Supplied information
=-=-=-=-=

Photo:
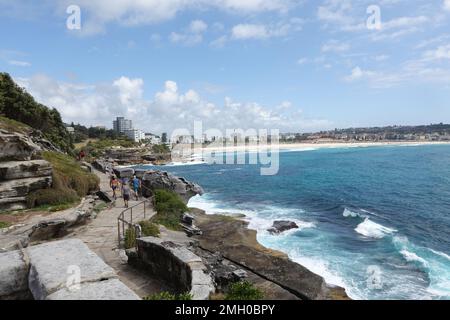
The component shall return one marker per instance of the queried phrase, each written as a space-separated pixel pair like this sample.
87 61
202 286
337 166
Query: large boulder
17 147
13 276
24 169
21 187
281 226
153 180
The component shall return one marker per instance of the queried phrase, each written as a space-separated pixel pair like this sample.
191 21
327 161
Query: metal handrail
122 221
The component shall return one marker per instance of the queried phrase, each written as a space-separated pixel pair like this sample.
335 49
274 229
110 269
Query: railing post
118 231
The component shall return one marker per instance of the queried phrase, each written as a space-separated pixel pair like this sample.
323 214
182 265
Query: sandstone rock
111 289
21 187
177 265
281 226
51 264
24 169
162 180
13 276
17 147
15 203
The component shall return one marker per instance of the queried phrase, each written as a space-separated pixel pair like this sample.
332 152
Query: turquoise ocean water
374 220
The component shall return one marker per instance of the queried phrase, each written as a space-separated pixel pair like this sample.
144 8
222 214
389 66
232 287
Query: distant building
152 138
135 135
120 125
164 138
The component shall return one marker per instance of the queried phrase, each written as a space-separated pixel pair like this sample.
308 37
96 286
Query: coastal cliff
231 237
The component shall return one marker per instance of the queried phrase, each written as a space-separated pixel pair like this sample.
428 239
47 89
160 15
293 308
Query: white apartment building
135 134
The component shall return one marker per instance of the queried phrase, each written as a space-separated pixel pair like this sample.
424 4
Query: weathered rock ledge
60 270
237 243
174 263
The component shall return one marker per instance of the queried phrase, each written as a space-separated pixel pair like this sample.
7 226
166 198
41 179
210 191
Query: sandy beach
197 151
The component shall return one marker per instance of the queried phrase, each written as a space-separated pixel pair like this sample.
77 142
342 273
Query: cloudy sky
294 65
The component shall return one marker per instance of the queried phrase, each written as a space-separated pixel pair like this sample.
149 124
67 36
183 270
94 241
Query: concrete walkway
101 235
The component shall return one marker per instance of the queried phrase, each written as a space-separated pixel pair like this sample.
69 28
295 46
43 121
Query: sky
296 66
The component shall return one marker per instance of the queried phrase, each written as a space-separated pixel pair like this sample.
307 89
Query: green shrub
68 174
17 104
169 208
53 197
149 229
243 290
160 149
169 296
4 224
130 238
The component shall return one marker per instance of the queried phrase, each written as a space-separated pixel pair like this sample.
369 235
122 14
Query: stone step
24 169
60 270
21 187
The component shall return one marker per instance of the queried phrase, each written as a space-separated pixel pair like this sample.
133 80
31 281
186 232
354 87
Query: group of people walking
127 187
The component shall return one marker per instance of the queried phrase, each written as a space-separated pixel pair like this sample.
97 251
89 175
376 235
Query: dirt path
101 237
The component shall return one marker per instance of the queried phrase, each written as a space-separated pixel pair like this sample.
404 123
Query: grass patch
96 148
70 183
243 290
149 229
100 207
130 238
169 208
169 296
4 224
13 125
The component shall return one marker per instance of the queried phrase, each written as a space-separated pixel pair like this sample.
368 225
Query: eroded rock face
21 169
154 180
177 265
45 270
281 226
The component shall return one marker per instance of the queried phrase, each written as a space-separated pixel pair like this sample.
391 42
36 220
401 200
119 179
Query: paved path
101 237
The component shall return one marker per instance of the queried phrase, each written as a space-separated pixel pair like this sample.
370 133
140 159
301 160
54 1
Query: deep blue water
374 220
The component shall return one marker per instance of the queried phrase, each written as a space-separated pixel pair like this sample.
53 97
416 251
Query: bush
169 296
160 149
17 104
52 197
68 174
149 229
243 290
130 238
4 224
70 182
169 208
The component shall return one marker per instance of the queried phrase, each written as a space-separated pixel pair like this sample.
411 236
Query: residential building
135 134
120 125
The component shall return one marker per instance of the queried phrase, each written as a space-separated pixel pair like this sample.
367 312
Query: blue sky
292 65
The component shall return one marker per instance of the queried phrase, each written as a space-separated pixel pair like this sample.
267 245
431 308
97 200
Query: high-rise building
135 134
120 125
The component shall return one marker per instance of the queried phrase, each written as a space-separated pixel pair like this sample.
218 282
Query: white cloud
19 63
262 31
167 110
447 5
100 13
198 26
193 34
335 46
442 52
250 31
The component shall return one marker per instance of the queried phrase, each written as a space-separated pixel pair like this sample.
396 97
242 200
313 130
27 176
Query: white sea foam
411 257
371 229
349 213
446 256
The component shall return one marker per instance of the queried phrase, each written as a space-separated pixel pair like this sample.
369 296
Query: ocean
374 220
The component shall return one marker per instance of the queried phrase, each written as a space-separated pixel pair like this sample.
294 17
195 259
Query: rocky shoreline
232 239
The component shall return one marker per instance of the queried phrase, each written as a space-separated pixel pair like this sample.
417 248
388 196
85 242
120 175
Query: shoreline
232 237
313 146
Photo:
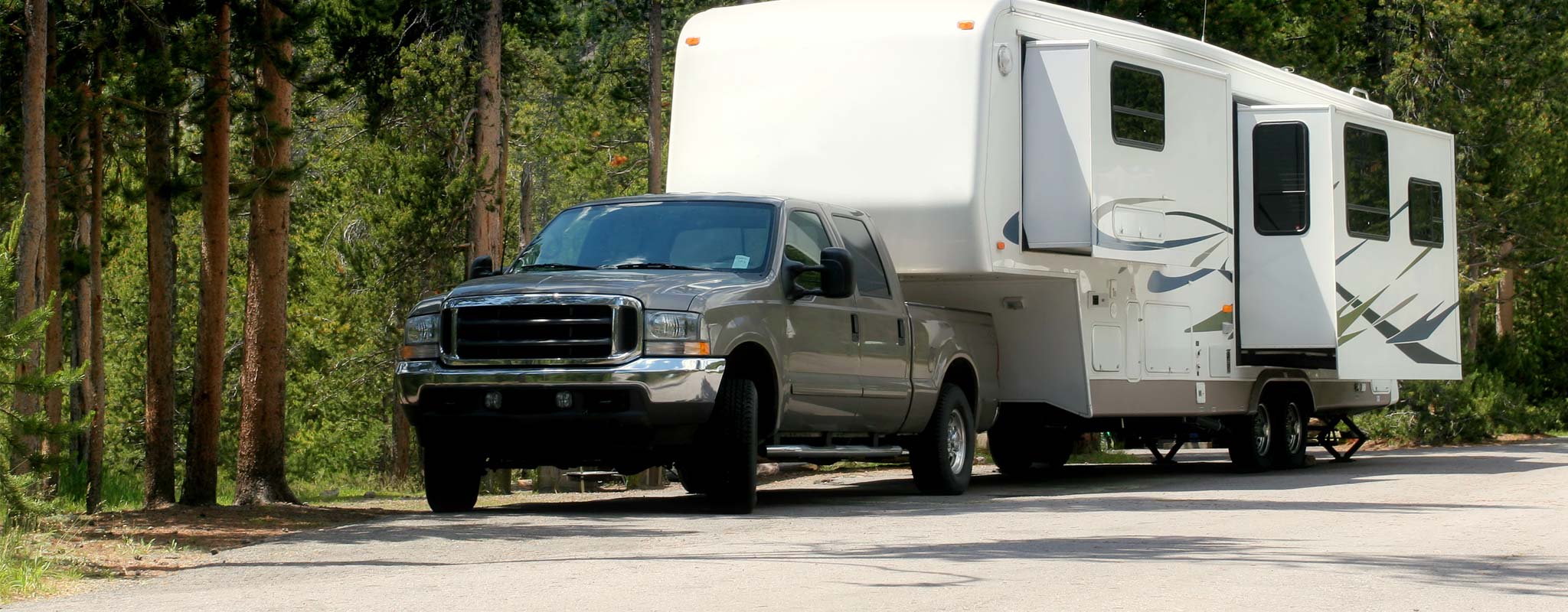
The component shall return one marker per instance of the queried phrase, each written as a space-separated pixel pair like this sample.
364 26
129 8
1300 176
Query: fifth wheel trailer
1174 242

=-=-=-=-=

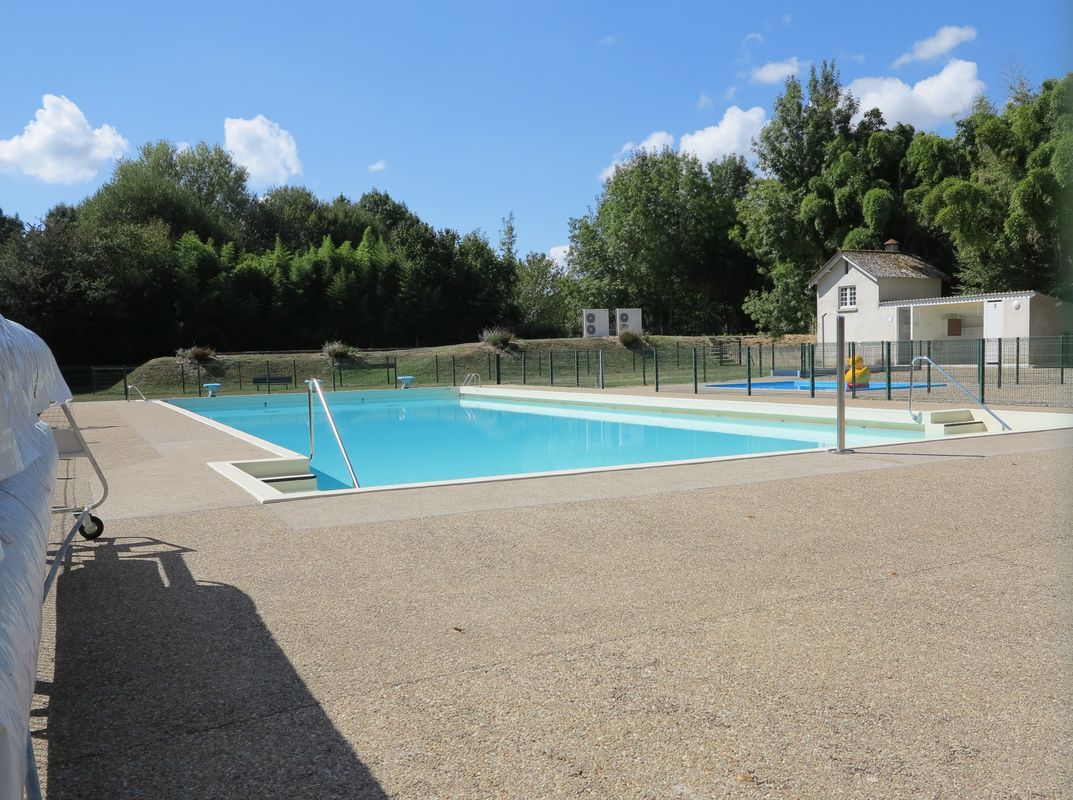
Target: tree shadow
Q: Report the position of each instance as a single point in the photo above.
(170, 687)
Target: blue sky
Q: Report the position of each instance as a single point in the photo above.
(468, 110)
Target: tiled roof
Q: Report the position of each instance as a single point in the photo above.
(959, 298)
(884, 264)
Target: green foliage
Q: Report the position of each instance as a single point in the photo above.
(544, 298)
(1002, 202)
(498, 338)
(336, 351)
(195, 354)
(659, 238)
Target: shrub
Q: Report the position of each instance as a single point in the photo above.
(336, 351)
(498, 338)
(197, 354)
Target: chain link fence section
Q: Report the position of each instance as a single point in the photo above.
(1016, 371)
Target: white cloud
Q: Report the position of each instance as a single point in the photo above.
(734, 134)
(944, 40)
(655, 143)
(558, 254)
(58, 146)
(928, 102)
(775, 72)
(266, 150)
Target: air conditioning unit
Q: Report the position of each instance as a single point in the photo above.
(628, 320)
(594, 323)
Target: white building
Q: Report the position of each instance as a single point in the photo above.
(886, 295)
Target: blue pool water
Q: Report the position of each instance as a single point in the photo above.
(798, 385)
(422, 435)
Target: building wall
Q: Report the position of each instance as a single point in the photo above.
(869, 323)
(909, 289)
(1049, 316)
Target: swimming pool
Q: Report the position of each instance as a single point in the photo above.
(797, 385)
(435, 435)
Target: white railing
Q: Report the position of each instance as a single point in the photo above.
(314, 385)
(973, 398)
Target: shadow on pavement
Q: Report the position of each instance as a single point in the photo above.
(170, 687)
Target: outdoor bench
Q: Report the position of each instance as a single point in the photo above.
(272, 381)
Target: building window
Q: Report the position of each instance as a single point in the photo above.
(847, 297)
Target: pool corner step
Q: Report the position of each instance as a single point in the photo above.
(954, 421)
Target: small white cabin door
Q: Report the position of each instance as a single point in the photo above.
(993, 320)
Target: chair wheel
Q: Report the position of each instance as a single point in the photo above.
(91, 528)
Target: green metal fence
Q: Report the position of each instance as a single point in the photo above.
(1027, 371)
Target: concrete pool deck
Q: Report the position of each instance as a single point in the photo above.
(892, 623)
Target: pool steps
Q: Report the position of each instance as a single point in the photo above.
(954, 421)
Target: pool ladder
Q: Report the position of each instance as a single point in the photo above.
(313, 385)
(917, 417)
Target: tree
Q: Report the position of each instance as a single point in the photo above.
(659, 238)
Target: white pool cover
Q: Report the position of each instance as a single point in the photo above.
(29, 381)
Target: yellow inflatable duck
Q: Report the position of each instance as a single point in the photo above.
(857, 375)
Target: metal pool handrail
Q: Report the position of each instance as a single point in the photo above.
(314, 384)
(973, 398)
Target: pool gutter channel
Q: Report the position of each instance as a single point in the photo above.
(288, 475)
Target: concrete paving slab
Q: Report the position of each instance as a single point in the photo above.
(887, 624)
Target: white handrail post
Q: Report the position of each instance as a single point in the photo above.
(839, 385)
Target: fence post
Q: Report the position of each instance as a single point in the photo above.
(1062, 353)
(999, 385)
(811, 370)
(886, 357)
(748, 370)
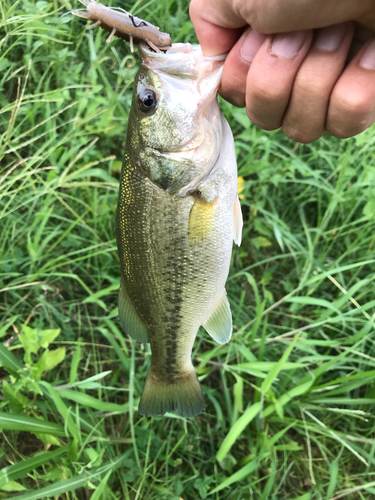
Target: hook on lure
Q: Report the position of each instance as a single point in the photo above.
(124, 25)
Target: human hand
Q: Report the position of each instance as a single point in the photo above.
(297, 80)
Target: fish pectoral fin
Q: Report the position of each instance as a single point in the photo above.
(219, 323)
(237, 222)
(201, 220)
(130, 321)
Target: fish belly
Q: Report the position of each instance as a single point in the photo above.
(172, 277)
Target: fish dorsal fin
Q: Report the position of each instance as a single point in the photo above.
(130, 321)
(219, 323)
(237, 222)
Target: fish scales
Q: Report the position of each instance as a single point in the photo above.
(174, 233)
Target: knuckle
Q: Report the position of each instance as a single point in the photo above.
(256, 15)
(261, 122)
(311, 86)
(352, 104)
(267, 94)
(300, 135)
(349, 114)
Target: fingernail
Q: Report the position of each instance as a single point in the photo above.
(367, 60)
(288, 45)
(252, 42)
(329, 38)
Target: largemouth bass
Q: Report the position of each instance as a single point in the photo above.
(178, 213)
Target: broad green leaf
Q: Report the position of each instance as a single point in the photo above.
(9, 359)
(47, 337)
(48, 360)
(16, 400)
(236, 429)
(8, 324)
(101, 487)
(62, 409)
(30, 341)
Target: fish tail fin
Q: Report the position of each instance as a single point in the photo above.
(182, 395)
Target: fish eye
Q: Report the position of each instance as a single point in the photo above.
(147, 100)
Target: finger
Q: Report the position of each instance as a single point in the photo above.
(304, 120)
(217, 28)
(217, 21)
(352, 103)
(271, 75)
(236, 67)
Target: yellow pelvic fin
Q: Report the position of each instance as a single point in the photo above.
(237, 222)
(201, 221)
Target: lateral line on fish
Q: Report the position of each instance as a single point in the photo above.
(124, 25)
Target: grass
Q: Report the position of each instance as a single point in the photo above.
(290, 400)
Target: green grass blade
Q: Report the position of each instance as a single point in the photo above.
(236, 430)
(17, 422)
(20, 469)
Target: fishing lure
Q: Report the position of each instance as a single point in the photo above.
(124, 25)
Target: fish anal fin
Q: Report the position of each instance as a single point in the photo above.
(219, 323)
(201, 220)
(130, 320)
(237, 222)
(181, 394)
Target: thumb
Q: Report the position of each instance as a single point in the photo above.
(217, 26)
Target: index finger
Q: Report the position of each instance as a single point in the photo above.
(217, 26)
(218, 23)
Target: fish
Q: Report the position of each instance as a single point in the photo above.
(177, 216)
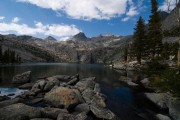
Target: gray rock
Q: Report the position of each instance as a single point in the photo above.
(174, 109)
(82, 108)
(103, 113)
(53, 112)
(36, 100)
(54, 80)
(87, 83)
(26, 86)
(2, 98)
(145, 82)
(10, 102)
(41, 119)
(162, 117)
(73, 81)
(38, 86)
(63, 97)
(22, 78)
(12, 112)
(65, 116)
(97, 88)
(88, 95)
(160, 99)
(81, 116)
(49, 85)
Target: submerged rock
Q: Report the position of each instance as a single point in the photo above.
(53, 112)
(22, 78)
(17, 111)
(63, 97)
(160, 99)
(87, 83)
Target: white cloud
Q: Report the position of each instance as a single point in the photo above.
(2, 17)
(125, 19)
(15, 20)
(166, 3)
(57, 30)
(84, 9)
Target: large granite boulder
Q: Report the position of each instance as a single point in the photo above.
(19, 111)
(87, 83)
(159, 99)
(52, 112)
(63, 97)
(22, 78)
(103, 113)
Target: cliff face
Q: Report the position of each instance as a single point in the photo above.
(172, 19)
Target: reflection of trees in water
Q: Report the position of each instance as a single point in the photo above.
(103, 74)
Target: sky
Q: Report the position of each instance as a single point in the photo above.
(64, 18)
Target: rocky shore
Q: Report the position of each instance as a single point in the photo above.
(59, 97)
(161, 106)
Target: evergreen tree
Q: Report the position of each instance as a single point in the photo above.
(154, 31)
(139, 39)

=-=-=-=-=

Task item
Locate the lines above that contain "lure" and copy them.

Response box
Target: hook on lure
Target: fishing lure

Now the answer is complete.